→ Short problem: Retype everything from the start of the listing down through the line containing "point(5, 208)", keeping both ends, and leave the pictures out of your answer.

→ Input:
▬▬▬
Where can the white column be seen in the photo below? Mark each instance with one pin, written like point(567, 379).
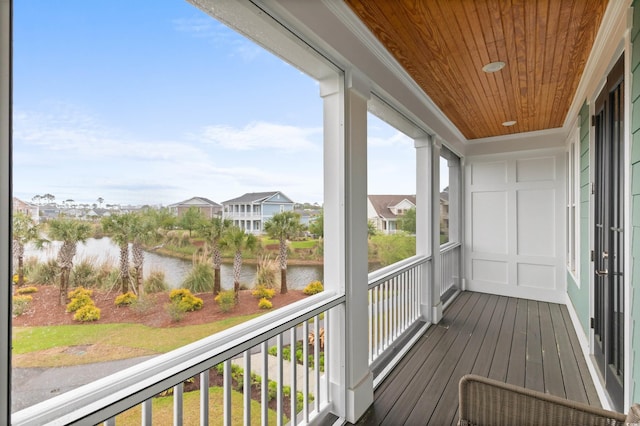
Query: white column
point(423, 220)
point(346, 258)
point(436, 304)
point(5, 208)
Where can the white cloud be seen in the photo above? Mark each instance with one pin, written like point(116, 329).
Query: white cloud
▬▬▬
→ Response for this exercise:
Where can the white column be seen in the photo below? Mark each instance with one pin, written like point(567, 379).
Query: white column
point(423, 220)
point(346, 258)
point(436, 304)
point(5, 208)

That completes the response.